# GIVEN PROBLEM
Format the lines from the one containing "Find every instance of the green" through the last line as a Markdown table with the columns Row and Text. Number each line in Row, and leave out blank lines.

# RECORDS FOR PROCESSING
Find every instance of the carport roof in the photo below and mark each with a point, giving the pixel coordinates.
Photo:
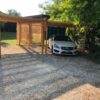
(8, 18)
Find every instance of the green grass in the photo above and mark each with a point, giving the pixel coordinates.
(8, 37)
(94, 57)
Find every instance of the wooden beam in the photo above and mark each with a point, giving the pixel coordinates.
(30, 34)
(0, 41)
(42, 37)
(20, 33)
(59, 24)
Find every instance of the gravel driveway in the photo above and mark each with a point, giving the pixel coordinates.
(44, 77)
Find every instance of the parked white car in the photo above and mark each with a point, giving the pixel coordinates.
(62, 45)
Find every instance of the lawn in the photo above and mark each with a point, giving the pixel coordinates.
(8, 37)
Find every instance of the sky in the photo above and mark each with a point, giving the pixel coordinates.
(25, 7)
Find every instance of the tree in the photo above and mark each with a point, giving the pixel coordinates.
(13, 12)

# OUTPUT BELOW
| Row | Text |
|---|---|
| 1 | Find every instance of the green grass in the photo above and mark each with a point, giving the pixel coordinates. |
| 2 | (8, 37) |
| 3 | (94, 57) |
| 4 | Find every instance of the wooden beam in the photo above and mark each with a point, giving the pixel coordinates. |
| 5 | (30, 34) |
| 6 | (0, 41) |
| 7 | (42, 37) |
| 8 | (20, 33) |
| 9 | (59, 24) |
| 10 | Find every instance of the gravel driveway in the photo above and mark each with a point, giving the pixel coordinates. |
| 11 | (44, 77) |
| 12 | Find every instance of the parked white car in the photo above and mark each with a point, giving the pixel coordinates. |
| 13 | (62, 45) |
| 14 | Find every instance of the lawn in the photo above and mark each with a point, giving the pixel coordinates. |
| 15 | (8, 37) |
| 16 | Find every instance of the sky in the photo above and mark each with a point, giving the pixel coordinates. |
| 17 | (25, 7) |
| 18 | Find every instance of the tree in the photo above and mark each with a point, giving the pixel coordinates. |
| 19 | (13, 12) |